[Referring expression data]

+--

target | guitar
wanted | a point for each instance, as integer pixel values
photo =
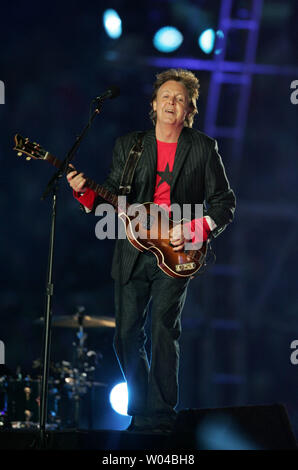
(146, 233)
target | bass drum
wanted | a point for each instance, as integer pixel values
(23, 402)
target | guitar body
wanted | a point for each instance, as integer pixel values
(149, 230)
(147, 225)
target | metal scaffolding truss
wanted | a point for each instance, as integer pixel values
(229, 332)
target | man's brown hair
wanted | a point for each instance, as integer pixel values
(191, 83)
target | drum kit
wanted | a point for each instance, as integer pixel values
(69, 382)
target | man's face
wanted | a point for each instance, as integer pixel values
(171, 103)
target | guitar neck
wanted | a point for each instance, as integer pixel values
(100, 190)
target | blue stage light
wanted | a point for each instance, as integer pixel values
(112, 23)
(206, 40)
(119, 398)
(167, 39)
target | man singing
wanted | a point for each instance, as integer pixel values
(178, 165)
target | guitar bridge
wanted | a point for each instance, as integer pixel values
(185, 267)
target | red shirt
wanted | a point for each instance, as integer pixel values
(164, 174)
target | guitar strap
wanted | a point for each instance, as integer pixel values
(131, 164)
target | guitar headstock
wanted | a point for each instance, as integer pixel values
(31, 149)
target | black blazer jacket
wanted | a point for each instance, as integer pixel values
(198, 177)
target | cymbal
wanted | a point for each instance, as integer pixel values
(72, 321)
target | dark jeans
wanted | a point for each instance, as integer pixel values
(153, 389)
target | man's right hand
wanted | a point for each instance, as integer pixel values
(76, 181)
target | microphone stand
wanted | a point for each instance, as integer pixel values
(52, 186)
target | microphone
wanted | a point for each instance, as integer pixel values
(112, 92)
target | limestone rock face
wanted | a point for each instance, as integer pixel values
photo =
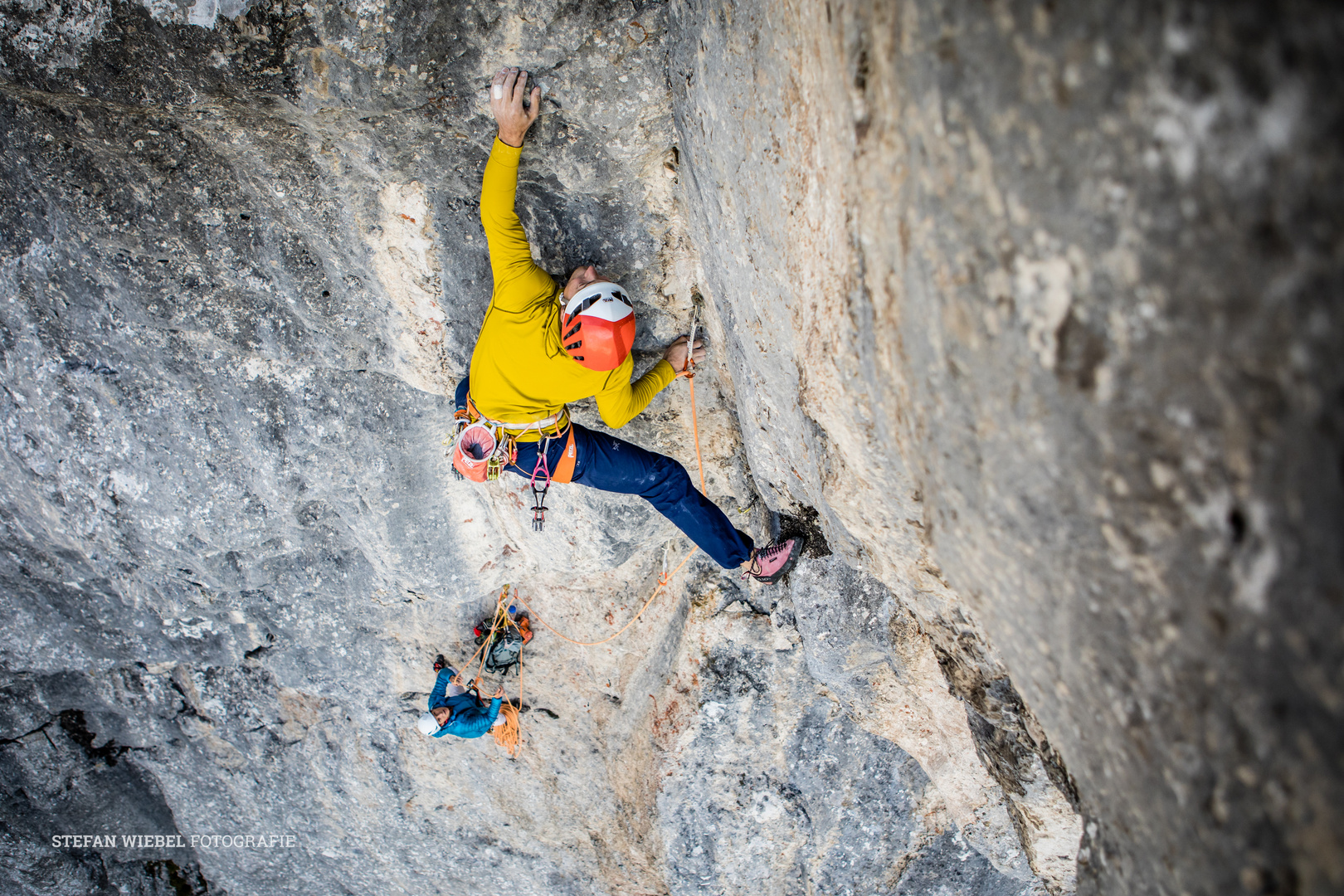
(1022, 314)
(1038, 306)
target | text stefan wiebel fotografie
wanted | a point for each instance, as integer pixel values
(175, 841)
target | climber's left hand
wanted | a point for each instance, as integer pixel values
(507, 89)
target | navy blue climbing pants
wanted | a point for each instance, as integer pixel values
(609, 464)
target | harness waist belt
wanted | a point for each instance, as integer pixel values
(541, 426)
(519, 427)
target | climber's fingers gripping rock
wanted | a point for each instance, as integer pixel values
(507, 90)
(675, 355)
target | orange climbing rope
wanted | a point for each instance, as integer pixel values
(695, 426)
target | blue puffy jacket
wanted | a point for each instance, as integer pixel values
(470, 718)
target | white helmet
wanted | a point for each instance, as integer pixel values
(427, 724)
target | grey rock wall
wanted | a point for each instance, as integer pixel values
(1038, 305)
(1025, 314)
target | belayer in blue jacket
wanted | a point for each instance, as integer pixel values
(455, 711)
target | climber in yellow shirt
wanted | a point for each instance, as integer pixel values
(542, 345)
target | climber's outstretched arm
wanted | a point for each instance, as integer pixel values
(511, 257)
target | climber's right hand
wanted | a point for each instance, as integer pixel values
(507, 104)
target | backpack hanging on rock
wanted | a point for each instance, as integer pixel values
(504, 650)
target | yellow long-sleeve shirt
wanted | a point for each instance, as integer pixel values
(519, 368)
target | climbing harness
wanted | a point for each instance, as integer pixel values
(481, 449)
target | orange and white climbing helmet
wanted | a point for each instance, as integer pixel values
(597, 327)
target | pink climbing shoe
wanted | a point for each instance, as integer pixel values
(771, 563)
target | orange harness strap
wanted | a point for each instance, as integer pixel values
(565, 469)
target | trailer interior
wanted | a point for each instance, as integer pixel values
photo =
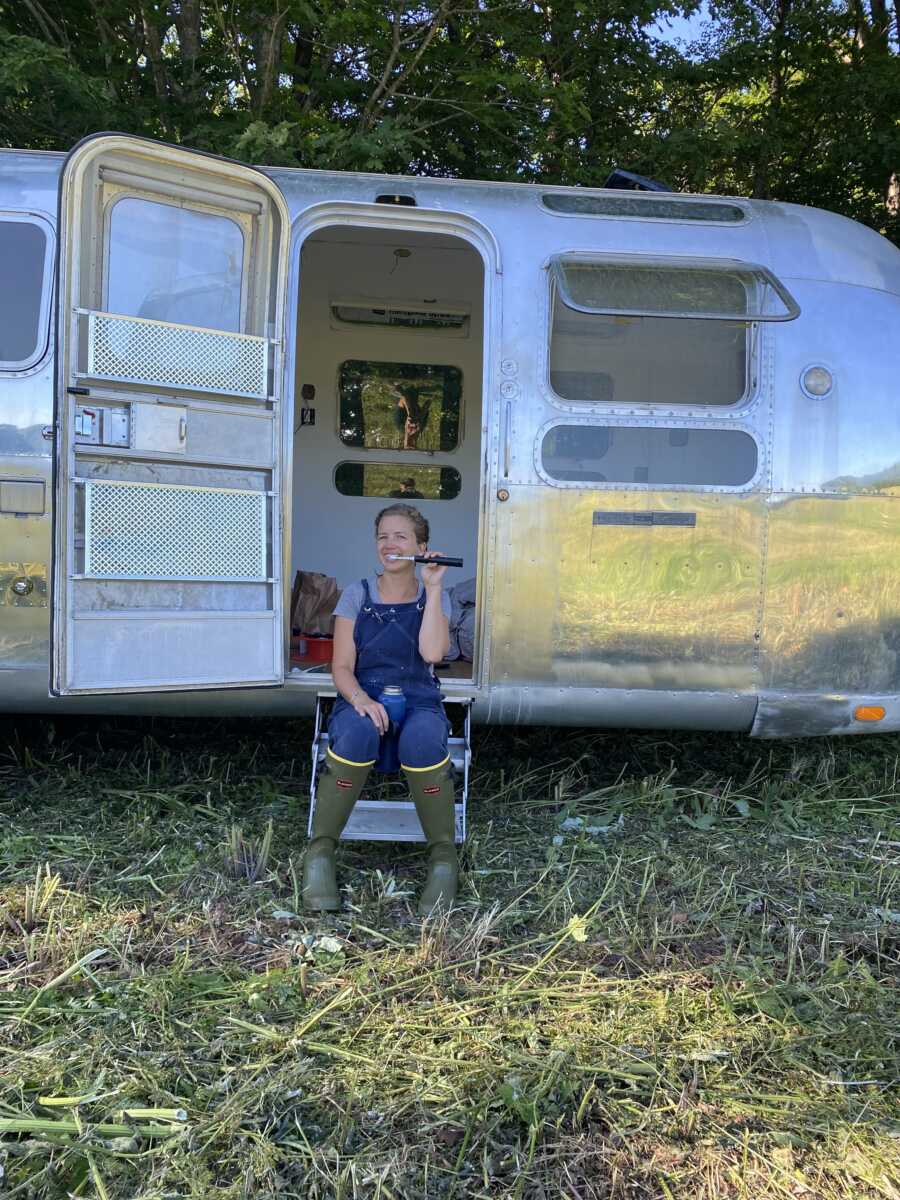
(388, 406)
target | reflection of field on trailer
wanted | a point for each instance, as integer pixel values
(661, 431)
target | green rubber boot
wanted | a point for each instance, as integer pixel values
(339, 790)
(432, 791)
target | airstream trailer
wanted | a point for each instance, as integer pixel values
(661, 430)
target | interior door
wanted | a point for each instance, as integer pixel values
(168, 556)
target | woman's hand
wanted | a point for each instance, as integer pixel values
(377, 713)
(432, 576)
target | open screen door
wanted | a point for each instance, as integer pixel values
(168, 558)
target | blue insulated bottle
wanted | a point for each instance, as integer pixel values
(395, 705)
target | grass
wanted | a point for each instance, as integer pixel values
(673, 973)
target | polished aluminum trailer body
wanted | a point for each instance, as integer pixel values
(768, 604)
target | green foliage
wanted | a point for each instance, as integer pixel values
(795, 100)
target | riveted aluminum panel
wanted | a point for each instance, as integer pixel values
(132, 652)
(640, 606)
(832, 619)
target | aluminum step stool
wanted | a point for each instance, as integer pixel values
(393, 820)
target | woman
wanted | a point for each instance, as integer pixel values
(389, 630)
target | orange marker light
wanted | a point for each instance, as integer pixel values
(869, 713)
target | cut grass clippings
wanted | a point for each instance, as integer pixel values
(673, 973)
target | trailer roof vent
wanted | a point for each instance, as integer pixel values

+--

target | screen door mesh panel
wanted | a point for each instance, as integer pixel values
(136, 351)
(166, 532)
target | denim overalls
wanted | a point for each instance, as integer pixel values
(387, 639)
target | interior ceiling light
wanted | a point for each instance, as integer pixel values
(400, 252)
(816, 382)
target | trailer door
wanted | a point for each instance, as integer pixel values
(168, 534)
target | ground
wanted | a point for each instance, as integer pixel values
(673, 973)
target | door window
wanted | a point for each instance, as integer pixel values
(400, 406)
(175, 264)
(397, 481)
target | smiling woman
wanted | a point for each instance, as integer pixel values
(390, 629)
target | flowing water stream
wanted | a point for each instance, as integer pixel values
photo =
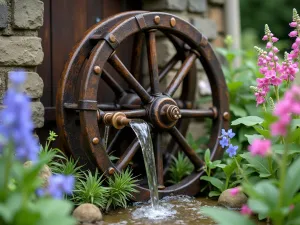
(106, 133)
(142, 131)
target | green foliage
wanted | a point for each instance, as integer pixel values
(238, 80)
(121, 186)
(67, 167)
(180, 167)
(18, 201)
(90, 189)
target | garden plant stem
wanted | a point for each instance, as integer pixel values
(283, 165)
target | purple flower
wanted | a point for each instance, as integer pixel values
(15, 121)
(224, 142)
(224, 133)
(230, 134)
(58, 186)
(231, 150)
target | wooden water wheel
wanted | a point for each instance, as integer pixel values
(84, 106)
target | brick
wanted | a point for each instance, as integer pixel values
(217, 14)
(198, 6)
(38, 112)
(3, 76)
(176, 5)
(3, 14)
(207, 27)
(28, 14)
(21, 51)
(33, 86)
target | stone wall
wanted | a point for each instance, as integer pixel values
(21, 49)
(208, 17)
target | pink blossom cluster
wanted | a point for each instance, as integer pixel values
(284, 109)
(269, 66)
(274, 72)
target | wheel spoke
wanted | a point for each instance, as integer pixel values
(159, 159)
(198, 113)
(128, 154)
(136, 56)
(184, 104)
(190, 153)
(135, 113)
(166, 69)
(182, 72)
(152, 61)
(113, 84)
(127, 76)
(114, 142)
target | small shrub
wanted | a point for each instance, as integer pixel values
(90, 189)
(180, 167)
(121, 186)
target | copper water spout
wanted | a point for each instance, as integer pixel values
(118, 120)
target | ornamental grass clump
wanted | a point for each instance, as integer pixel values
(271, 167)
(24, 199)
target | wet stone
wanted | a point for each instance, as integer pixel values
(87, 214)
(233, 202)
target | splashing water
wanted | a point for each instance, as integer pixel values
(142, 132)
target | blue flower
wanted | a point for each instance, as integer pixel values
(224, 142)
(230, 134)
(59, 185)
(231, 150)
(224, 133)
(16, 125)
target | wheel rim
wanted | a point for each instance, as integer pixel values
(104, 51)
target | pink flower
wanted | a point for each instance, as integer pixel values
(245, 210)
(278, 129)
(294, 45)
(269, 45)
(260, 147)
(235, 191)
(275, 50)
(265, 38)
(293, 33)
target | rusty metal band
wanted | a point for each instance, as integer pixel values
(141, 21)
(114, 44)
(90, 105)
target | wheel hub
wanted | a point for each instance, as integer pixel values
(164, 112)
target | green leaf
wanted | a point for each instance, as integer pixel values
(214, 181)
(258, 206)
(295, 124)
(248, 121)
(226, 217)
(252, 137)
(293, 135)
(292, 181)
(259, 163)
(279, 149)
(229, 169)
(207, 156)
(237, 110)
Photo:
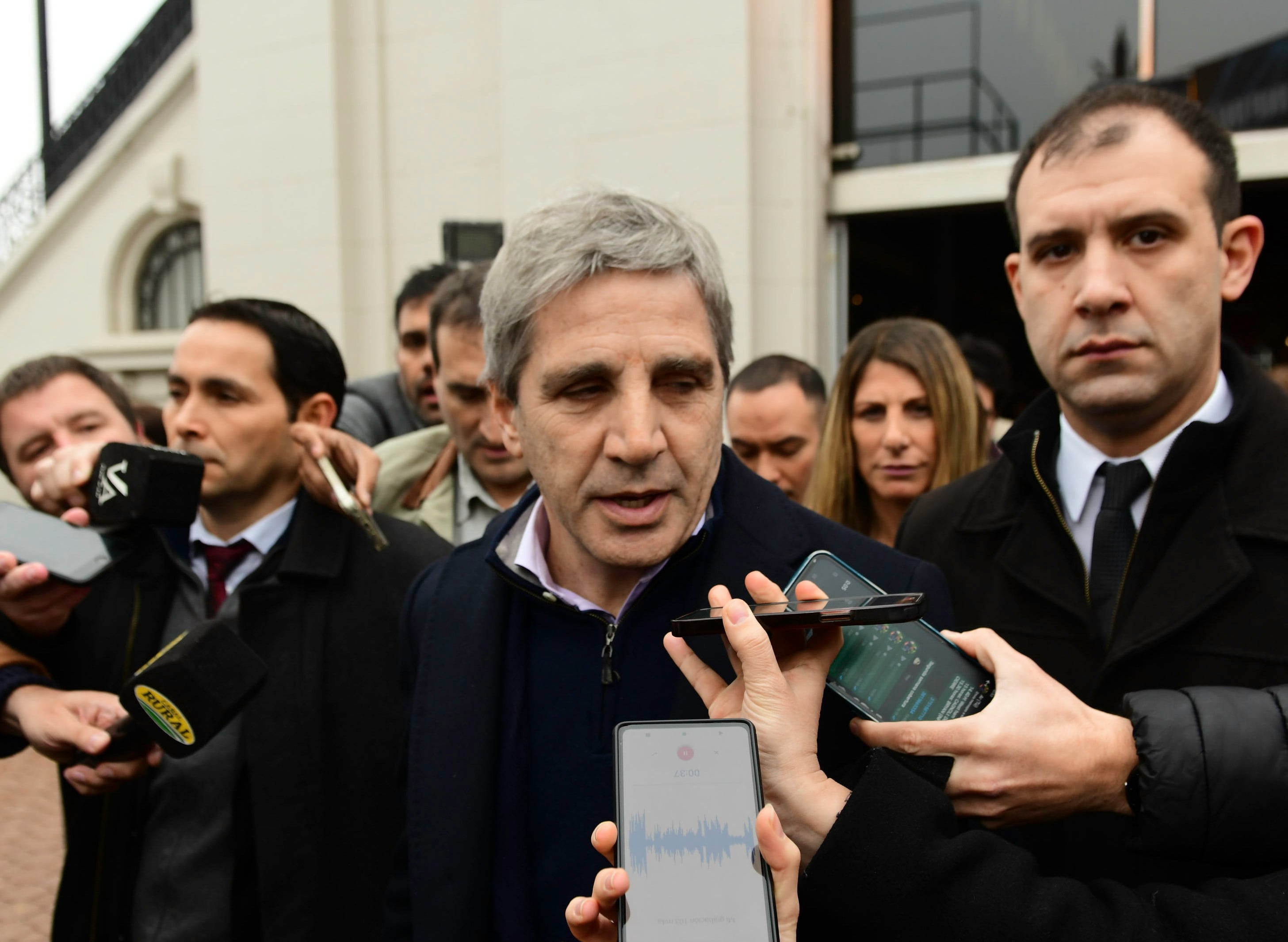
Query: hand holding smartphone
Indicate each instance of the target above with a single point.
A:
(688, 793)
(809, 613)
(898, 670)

+--

• _AIM OF THE EXERCISE_: Find the lines in the entries above where "yellow" occurs, and copy each of them.

• _REPLY_:
target | climber in yellow shirt
target | yellow long-sleeve shirt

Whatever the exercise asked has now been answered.